DIRECTIVES:
A. Please answer these questions about the generator sizing excerpt:
(i) Which standard is named in the list of common mistakes?
(ii) How long can project approvals take?
(iii) At which load levels should generator operation be modeled?
B. Copy word for word the rows from the line containing "Task: tag the navy" through the last of the rows, both ends included.

EXCERPT TO READ:
However, with all good marketing efforts should come the balancing with ‘real’ stories. After reading a post of Dru Spork (Manager at Grocon in Sydney), he made the comment  “those with experience should be able to chuckle along with this”, and what did he mean? Pitfalls we suspect and what to avoid when sizing. Some common mistakes and problems are:

  1. Design size for load lopping rather than operation. This can mean the unit is insufficient to handle the building load if isolated from grid connection.
  2. Total reliance on standards measures (AS3000) design ratings and not correctly sizing to match operation. That is not measuring correctly the actual equipment selections coupled with absorbed power/run power modelling.
  3. Not considering the ‘what if’ on the power requirements when other energy efficiency initiatives or technologies are introduced. Will there be a need to run the generator?
    The economics are very important for the business case and overblown estimates could mean a stranded asset. Consider:
  • The Capex investment for different load operations.
  • Modelling the generator operation modeled at say 100%, 75% and 50% load (to predict available electrical load) and match this to absorber performance at 100%, 75% and 50% – rather than checking the quality of the heat output and how this works with the absorbers.
  • Determine building heat load in the operational model.
  • Be prepared for battles with the electrical authorities over fault levels and approval procedures (project approvals can take around 18 months).
  • Empty buildings do not need power. The operations modelling of the generators assume occupation and operations of the building.

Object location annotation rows
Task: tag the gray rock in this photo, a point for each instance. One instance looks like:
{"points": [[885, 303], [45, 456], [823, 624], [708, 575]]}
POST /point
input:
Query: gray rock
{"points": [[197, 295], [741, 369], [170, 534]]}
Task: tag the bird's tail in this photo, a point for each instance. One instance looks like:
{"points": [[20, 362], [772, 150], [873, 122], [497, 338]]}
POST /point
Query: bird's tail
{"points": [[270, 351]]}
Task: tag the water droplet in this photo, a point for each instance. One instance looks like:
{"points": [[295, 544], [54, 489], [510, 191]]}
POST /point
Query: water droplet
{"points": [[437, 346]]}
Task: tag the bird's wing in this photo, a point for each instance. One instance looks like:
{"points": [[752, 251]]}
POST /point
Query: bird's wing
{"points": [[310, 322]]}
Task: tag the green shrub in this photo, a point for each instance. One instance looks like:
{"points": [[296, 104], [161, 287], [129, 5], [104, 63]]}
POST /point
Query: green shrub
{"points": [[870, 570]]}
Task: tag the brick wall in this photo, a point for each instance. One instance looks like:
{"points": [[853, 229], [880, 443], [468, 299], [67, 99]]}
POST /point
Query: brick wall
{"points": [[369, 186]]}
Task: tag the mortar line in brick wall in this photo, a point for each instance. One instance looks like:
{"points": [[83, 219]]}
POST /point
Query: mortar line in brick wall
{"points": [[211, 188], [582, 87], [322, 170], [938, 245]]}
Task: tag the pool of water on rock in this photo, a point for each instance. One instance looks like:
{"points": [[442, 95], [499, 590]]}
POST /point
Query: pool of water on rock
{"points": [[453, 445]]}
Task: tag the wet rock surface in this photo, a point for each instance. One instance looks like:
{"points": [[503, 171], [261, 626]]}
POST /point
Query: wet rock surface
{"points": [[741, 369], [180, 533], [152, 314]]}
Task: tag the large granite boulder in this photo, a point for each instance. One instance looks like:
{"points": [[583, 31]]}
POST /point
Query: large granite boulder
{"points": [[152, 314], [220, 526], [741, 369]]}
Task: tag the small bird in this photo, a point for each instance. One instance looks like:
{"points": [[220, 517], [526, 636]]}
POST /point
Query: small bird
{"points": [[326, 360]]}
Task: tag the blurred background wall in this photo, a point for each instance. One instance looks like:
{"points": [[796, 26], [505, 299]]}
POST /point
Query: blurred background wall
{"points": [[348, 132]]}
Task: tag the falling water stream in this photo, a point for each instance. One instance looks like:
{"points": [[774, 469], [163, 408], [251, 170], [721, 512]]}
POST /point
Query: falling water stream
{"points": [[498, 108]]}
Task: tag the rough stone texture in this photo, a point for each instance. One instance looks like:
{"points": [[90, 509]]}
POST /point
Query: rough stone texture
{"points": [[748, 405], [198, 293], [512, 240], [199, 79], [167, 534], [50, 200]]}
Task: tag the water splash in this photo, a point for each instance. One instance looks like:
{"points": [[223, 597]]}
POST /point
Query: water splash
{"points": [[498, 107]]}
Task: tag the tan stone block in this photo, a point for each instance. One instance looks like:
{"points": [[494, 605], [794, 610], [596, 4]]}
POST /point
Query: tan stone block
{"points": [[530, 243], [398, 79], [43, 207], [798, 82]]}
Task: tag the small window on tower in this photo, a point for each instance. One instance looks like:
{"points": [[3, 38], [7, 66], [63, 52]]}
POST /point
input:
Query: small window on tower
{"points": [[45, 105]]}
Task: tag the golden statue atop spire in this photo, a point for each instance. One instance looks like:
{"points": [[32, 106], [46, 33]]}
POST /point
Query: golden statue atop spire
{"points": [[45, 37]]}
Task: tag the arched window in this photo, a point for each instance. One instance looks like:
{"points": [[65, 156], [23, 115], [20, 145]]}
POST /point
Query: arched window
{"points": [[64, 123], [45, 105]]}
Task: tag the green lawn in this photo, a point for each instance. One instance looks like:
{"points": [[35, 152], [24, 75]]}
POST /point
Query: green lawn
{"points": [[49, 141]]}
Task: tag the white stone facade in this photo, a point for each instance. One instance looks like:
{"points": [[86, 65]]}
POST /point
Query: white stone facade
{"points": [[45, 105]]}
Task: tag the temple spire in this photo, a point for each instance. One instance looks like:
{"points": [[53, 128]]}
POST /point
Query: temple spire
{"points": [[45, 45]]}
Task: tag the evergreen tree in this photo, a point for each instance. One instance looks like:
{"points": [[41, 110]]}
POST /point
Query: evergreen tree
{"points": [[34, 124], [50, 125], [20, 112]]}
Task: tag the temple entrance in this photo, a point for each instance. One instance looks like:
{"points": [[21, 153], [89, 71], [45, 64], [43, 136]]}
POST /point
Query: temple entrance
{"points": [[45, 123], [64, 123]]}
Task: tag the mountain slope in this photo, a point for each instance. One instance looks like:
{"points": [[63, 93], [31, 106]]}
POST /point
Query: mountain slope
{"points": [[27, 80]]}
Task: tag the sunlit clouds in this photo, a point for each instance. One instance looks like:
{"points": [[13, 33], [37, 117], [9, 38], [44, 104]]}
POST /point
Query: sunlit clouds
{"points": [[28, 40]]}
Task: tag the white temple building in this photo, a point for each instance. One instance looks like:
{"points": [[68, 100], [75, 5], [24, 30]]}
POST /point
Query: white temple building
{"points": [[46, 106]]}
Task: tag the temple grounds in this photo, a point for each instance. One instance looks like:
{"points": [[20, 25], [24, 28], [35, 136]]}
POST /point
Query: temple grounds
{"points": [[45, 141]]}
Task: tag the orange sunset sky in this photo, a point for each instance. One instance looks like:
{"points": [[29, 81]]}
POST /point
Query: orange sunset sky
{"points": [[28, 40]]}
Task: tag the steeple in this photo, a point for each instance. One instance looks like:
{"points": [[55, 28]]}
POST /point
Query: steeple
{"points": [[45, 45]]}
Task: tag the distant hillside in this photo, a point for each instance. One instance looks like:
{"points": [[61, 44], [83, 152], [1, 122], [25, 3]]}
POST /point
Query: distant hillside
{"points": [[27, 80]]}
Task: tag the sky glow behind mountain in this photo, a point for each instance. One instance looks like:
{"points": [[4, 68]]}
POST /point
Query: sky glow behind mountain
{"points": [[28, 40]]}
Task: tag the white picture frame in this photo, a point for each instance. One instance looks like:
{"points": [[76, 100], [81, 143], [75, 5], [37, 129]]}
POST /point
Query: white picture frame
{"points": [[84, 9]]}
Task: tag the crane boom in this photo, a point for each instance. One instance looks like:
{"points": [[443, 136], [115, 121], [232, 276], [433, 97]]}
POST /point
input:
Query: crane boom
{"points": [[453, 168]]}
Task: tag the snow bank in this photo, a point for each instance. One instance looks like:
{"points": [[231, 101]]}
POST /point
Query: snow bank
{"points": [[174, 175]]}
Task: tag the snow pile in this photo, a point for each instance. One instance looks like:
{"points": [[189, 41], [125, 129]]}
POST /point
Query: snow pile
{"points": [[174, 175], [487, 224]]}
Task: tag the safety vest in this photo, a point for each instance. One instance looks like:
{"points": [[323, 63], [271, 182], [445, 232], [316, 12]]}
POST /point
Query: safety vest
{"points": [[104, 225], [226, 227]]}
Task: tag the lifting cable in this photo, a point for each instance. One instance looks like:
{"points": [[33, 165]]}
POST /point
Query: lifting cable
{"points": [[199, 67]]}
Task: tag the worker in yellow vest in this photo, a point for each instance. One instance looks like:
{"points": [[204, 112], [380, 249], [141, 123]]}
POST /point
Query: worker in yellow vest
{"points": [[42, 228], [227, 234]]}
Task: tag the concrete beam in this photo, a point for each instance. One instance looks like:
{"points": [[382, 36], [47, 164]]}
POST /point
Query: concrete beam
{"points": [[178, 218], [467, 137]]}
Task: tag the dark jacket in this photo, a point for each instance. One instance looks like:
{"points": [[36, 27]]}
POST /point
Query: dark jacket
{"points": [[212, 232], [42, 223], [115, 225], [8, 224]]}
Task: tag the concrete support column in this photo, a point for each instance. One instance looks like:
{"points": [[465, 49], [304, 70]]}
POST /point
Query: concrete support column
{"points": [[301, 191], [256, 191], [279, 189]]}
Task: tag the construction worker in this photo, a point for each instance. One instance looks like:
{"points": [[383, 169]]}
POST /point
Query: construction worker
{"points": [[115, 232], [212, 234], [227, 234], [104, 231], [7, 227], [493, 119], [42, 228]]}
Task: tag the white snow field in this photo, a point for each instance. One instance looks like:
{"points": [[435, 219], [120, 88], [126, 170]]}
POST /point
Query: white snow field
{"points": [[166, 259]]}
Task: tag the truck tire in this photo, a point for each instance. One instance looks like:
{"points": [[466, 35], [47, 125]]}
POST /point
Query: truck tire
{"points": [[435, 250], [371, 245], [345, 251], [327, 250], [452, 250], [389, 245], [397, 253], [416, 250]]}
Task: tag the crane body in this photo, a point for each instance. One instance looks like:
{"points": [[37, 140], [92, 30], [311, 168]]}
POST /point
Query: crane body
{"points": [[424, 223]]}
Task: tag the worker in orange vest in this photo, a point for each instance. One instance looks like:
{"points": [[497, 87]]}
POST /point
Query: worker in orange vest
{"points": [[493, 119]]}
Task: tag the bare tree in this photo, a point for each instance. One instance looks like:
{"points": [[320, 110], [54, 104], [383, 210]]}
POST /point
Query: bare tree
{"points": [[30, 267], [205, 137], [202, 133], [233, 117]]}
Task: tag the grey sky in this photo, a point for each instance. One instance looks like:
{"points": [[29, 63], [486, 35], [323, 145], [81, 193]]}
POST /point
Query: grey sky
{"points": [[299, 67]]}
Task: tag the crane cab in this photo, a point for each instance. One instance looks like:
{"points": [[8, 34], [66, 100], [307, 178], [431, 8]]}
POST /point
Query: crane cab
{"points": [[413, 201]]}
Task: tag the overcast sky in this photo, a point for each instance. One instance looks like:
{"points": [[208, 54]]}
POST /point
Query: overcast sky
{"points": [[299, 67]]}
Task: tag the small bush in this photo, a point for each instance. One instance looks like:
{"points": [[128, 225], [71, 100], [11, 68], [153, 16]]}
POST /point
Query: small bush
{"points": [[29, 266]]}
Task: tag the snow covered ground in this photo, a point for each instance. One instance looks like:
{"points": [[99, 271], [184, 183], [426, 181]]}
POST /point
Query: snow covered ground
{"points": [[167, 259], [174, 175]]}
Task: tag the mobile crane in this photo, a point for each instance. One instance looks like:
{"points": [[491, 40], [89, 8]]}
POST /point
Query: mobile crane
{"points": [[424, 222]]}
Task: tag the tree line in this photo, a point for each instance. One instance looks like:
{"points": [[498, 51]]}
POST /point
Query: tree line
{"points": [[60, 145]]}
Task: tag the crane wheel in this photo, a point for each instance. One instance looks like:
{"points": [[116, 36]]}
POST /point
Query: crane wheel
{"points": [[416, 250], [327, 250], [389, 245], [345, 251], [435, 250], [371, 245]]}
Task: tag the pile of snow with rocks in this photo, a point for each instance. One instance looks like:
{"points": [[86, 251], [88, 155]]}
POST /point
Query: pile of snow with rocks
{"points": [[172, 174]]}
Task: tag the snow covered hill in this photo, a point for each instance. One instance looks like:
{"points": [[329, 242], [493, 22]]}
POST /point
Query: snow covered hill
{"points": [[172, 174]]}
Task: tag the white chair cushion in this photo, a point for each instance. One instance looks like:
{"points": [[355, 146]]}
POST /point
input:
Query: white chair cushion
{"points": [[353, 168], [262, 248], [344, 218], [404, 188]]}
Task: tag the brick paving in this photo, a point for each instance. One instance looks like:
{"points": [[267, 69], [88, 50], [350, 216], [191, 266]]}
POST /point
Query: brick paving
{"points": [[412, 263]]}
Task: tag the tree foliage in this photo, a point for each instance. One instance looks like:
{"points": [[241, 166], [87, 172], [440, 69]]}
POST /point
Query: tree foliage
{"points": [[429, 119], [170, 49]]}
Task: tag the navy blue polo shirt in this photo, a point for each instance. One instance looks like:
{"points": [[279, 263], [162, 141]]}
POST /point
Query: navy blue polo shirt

TASK SOLUTIONS:
A.
(i) AS3000
(ii) Around 18 months
(iii) 100%, 75% and 50%

B.
Task: tag the navy blue polo shirt in this photo, a point for each instance. One instance looks like:
{"points": [[279, 263], [162, 141]]}
POST /point
Query: navy blue polo shirt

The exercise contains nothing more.